--- start ---

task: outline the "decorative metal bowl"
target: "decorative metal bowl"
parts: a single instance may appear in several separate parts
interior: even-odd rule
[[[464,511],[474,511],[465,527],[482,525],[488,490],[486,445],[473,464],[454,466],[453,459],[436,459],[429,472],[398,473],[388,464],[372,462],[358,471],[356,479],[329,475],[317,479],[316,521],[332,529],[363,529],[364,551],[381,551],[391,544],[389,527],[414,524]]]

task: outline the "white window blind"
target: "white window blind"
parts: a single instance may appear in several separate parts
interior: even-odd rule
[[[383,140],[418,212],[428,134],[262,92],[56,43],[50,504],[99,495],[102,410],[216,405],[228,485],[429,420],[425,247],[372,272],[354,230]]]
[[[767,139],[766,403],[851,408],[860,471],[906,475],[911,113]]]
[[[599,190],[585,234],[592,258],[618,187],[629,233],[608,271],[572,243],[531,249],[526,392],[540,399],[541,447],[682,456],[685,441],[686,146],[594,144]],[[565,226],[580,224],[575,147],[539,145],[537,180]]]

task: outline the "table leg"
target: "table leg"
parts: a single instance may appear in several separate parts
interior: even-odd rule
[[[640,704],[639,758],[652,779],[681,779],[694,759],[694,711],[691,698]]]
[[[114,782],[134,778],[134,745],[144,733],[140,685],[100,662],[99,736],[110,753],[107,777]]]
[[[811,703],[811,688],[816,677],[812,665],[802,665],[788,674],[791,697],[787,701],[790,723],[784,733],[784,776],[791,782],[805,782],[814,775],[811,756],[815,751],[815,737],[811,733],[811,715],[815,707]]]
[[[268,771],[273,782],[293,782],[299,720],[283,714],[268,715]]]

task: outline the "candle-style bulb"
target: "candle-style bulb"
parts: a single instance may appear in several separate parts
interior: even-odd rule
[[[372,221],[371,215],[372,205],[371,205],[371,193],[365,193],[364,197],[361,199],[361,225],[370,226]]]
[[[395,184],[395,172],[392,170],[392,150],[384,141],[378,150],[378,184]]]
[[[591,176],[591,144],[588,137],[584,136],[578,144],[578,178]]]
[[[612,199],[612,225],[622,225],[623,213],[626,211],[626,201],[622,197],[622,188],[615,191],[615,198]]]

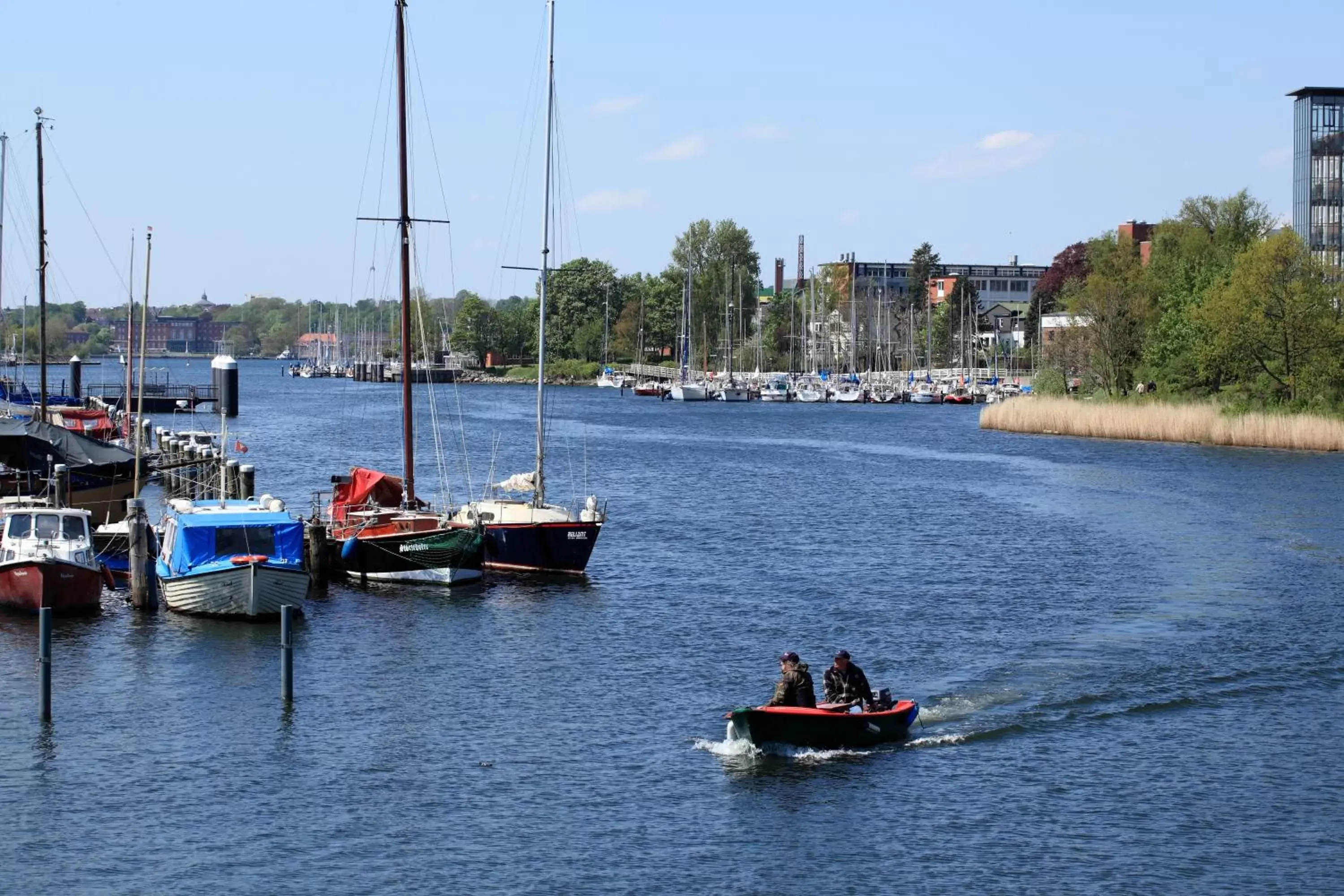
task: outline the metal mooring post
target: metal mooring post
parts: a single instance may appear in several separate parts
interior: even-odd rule
[[[38,712],[51,721],[51,607],[38,610]]]
[[[280,699],[289,703],[294,699],[294,607],[288,603],[280,607]]]

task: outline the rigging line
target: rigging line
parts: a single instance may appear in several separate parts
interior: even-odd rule
[[[374,157],[374,134],[378,130],[378,111],[379,106],[383,105],[383,82],[387,81],[387,56],[392,47],[392,26],[387,26],[387,40],[383,43],[383,62],[378,70],[378,90],[374,93],[374,116],[368,122],[368,145],[364,148],[364,171],[359,176],[359,199],[355,200],[355,215],[359,215],[359,208],[364,204],[364,188],[368,184],[368,163]],[[386,146],[386,126],[384,126],[384,146]],[[355,265],[358,265],[359,257],[359,220],[355,222],[355,243],[349,254],[349,300],[355,301]]]
[[[411,67],[415,70],[415,83],[419,87],[419,91],[421,91],[421,105],[425,106],[425,116],[423,116],[425,122],[426,122],[425,129],[429,132],[429,150],[430,150],[430,156],[434,159],[434,175],[435,175],[435,177],[438,180],[438,196],[439,196],[439,200],[444,203],[444,218],[450,222],[453,219],[453,216],[449,214],[449,208],[448,208],[448,189],[444,187],[444,168],[442,168],[442,164],[438,160],[438,144],[434,141],[434,125],[430,122],[430,116],[429,116],[429,97],[425,94],[425,79],[421,75],[419,54],[415,50],[415,35],[414,35],[414,32],[410,28],[407,28],[407,31],[406,31],[406,38],[410,42],[410,48],[411,48],[411,52],[410,52],[410,55],[411,55]],[[449,224],[449,228],[448,228],[448,285],[449,285],[449,290],[456,296],[457,294],[457,277],[456,277],[456,271],[453,269],[453,227],[452,227],[452,224]],[[448,321],[448,301],[446,301],[446,297],[445,297],[445,301],[442,302],[442,308],[444,308],[444,322],[448,324],[449,321]]]
[[[56,141],[51,138],[50,130],[47,132],[47,146],[51,149],[51,154],[56,160],[56,168],[60,169],[60,173],[65,175],[66,177],[66,183],[70,184],[70,192],[75,195],[75,201],[79,203],[79,211],[85,214],[85,220],[89,222],[89,227],[90,230],[93,230],[93,235],[98,239],[98,246],[102,247],[103,258],[108,259],[108,265],[117,275],[117,282],[120,282],[121,287],[129,293],[130,287],[126,286],[126,281],[121,275],[121,269],[117,267],[117,262],[112,261],[112,253],[108,251],[108,244],[102,242],[102,234],[98,232],[98,227],[93,223],[93,216],[89,214],[89,210],[85,208],[83,199],[79,197],[79,191],[75,189],[75,181],[70,180],[70,172],[66,171],[66,163],[60,161],[60,152],[56,149]],[[74,293],[73,289],[70,292]]]
[[[419,281],[421,283],[423,283],[423,278],[421,277],[421,270],[419,270],[419,253],[415,251],[415,239],[414,238],[411,238],[411,259],[413,259],[413,265],[411,266],[415,270],[415,278],[417,278],[417,281]],[[423,292],[423,289],[425,287],[421,286],[421,292]],[[421,349],[423,349],[423,352],[425,352],[425,360],[427,363],[430,360],[430,347],[429,347],[429,340],[426,339],[426,334],[425,334],[425,301],[423,300],[415,302],[415,320],[419,324]],[[448,465],[444,461],[444,439],[442,439],[442,434],[439,433],[438,400],[437,400],[437,398],[434,395],[434,375],[433,375],[431,371],[433,371],[433,367],[430,365],[430,372],[427,372],[427,375],[426,375],[426,380],[427,382],[425,383],[425,386],[427,387],[427,392],[429,392],[430,434],[433,435],[433,441],[434,441],[434,465],[438,469],[439,498],[441,498],[441,504],[446,509],[446,508],[452,506],[452,502],[453,502],[453,489],[452,489],[452,485],[449,484],[449,480],[448,480]],[[402,376],[410,376],[410,375],[411,375],[411,371],[402,371]]]
[[[536,46],[532,48],[532,59],[534,60],[536,60],[540,56],[540,54],[542,54],[542,46],[543,46],[542,42],[544,39],[546,39],[546,23],[543,20],[542,27],[538,30],[538,34],[536,34]],[[531,154],[532,154],[532,138],[535,137],[535,128],[530,129],[528,128],[528,122],[530,121],[531,122],[536,121],[536,118],[532,114],[532,110],[535,109],[535,105],[536,105],[535,101],[534,101],[534,93],[539,94],[539,86],[540,86],[540,78],[538,77],[538,67],[534,63],[532,79],[528,83],[527,94],[524,94],[524,97],[523,97],[523,117],[519,120],[520,124],[519,124],[519,132],[517,132],[517,142],[513,146],[513,165],[509,169],[508,192],[504,196],[504,206],[503,206],[504,219],[500,222],[500,242],[499,242],[499,244],[496,246],[496,250],[495,250],[495,269],[493,269],[493,271],[491,274],[491,290],[492,292],[495,290],[496,283],[499,283],[500,290],[503,290],[503,287],[504,287],[504,278],[503,278],[501,265],[504,263],[504,258],[505,258],[505,255],[508,253],[508,246],[509,246],[509,231],[512,230],[512,223],[511,223],[511,220],[512,220],[511,219],[511,214],[512,212],[511,212],[511,210],[513,208],[515,187],[519,188],[517,195],[519,195],[519,203],[520,204],[521,204],[523,189],[526,189],[526,183],[527,183],[527,169],[526,168],[523,168],[523,183],[524,183],[523,187],[519,185],[517,179],[519,179],[520,163],[524,159],[530,159]],[[531,136],[530,136],[530,132],[532,132]],[[527,148],[528,148],[526,157],[523,154],[524,137],[527,138]],[[515,285],[517,283],[517,273],[516,271],[513,273],[513,282],[515,282]],[[496,293],[496,296],[497,294],[499,293]]]
[[[574,222],[574,242],[577,243],[578,254],[574,258],[582,258],[583,255],[583,234],[579,231],[579,218],[578,218],[578,203],[574,199],[574,172],[570,169],[570,153],[569,144],[564,140],[564,120],[560,116],[560,91],[555,91],[555,154],[559,161],[559,168],[562,177],[556,183],[556,206],[559,206],[559,195],[563,189],[562,184],[569,187],[569,204],[564,207],[570,212],[570,220]],[[563,215],[560,218],[563,220]],[[556,228],[559,230],[559,228]]]

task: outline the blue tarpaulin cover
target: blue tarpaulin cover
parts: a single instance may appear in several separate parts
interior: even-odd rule
[[[266,555],[271,563],[302,564],[304,524],[288,513],[179,513],[173,519],[177,535],[168,563],[171,575],[185,575],[247,553]],[[222,529],[228,532],[220,533]]]

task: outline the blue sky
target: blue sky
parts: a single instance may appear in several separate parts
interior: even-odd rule
[[[409,17],[415,210],[453,220],[452,253],[448,228],[421,236],[423,283],[528,292],[499,265],[539,249],[544,4],[413,0]],[[391,21],[390,0],[7,4],[4,304],[34,292],[38,105],[59,157],[55,300],[124,301],[145,224],[156,305],[390,290],[379,226],[353,218],[394,208]],[[1344,32],[1339,3],[560,0],[556,21],[560,255],[622,271],[660,270],[698,218],[746,226],[769,279],[775,255],[792,275],[798,234],[809,263],[922,240],[1048,263],[1193,193],[1246,187],[1286,214],[1284,94],[1344,83],[1339,52],[1304,50]]]

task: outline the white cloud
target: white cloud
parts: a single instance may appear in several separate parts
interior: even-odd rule
[[[1023,144],[1030,144],[1032,140],[1035,140],[1035,134],[1025,130],[1000,130],[999,133],[985,134],[976,141],[976,146],[986,152],[995,152],[996,149],[1021,146]]]
[[[742,140],[784,140],[789,132],[780,125],[754,124],[738,132]]]
[[[644,153],[641,159],[644,161],[685,161],[687,159],[703,156],[707,146],[704,134],[687,134]]]
[[[578,201],[579,211],[632,211],[648,208],[652,196],[646,189],[599,189]]]
[[[607,116],[624,116],[644,105],[644,97],[606,97],[589,106],[589,114],[594,118]]]
[[[1030,165],[1055,144],[1050,134],[1027,130],[1000,130],[985,134],[972,145],[945,149],[934,159],[915,165],[918,177],[974,177]]]
[[[1293,161],[1292,146],[1274,146],[1273,149],[1266,149],[1259,156],[1261,168],[1286,168],[1290,161]]]

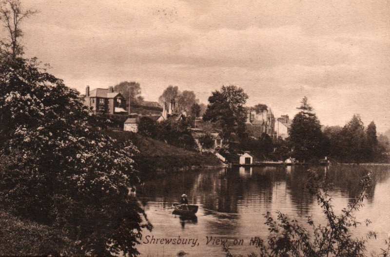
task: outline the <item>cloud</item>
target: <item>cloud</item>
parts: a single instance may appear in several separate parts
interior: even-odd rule
[[[40,10],[23,24],[27,55],[81,92],[136,80],[148,100],[173,84],[206,102],[231,83],[277,115],[307,95],[325,124],[390,126],[387,1],[23,2]]]

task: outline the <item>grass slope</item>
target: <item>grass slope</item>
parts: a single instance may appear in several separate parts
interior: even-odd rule
[[[220,167],[215,156],[200,154],[128,131],[107,131],[118,140],[131,140],[140,151],[135,158],[137,168],[146,176],[170,173],[196,168]]]

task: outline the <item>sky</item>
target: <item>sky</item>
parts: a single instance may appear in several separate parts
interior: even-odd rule
[[[26,56],[80,92],[125,80],[207,103],[234,84],[276,117],[304,96],[321,123],[390,129],[388,0],[22,0]],[[2,32],[3,34],[4,32]],[[3,35],[2,34],[2,35]]]

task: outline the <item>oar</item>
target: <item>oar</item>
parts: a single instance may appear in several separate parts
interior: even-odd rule
[[[184,204],[178,204],[177,205],[175,205],[175,206],[171,206],[171,207],[166,207],[166,208],[161,208],[161,209],[159,209],[158,210],[155,210],[154,211],[156,212],[157,211],[161,211],[161,210],[165,210],[166,209],[169,209],[170,208],[175,208],[176,206],[180,206],[184,205]]]

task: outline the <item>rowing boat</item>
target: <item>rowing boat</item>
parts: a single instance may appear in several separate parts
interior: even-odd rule
[[[174,203],[175,210],[182,215],[194,215],[198,211],[198,206],[194,204]]]

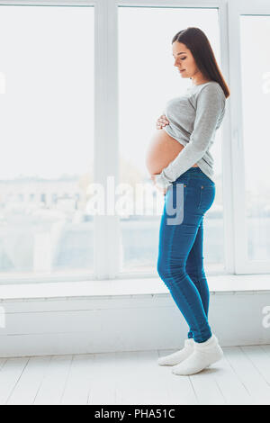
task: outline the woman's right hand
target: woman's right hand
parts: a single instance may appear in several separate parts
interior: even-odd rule
[[[169,122],[166,119],[166,114],[162,114],[157,121],[156,128],[157,130],[162,130],[166,125],[168,125]]]

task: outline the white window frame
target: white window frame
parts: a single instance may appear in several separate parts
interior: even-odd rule
[[[220,67],[231,90],[221,128],[225,273],[267,273],[270,262],[250,263],[247,256],[244,154],[241,120],[239,14],[270,14],[266,0],[35,0],[0,1],[0,5],[76,5],[94,7],[94,182],[119,181],[118,7],[186,7],[219,10]],[[1,9],[0,9],[1,11]],[[104,125],[104,116],[106,124]],[[107,141],[108,140],[108,141]],[[94,278],[153,277],[155,274],[121,273],[120,219],[94,216]],[[208,272],[210,274],[211,273]],[[212,274],[214,274],[212,273]],[[50,281],[58,282],[56,278]],[[74,280],[74,278],[73,278]],[[38,281],[36,281],[38,282]],[[49,281],[50,282],[50,281]]]
[[[245,154],[243,139],[243,110],[240,16],[242,14],[270,15],[270,3],[266,0],[229,1],[229,38],[231,106],[231,161],[233,176],[233,202],[235,226],[235,273],[237,274],[266,274],[270,272],[270,260],[250,260],[248,256],[248,228],[245,207]]]

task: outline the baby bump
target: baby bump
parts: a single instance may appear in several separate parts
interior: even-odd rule
[[[164,129],[156,130],[147,152],[146,165],[148,172],[160,174],[183,148],[184,146],[172,138]]]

--- end ---

From the line containing "task: outline the woman's right hand" through the closing line of the material above, return every line exactly and omit all others.

» **Result of the exercise**
task: outline the woman's right hand
target: woman's right hand
parts: a single instance may appear in several separate parts
interior: even-odd rule
[[[169,122],[166,119],[166,114],[162,114],[157,121],[156,128],[157,130],[162,130],[166,125],[168,125]]]

task: outline the white window frame
target: white window frame
parts: a single instance may appear in several separate parts
interior: even-odd rule
[[[220,67],[231,90],[221,128],[225,273],[267,273],[270,262],[250,263],[247,256],[244,154],[241,120],[239,14],[270,14],[266,0],[35,0],[0,1],[0,5],[76,5],[94,7],[94,182],[119,181],[118,7],[186,7],[219,10]],[[1,9],[0,9],[1,11]],[[104,125],[104,116],[106,124]],[[107,141],[108,140],[108,141]],[[94,278],[153,277],[155,274],[121,273],[120,219],[94,216]],[[208,272],[210,274],[211,273]],[[212,274],[214,274],[212,273]],[[50,281],[58,282],[56,278]],[[74,280],[74,278],[73,278]],[[38,281],[36,281],[38,282]],[[49,281],[50,282],[50,281]]]
[[[245,154],[243,139],[243,110],[240,16],[242,14],[270,15],[270,3],[266,0],[229,1],[229,38],[231,106],[231,161],[233,176],[233,202],[235,226],[235,273],[237,274],[266,274],[270,272],[270,260],[250,260],[248,256],[248,228],[245,207]]]

task: outline the baby bump
target: baby bump
parts: a single instance may appear in several separate parts
interior: even-odd rule
[[[164,129],[156,130],[147,152],[146,165],[148,172],[160,174],[183,148],[184,146],[172,138]]]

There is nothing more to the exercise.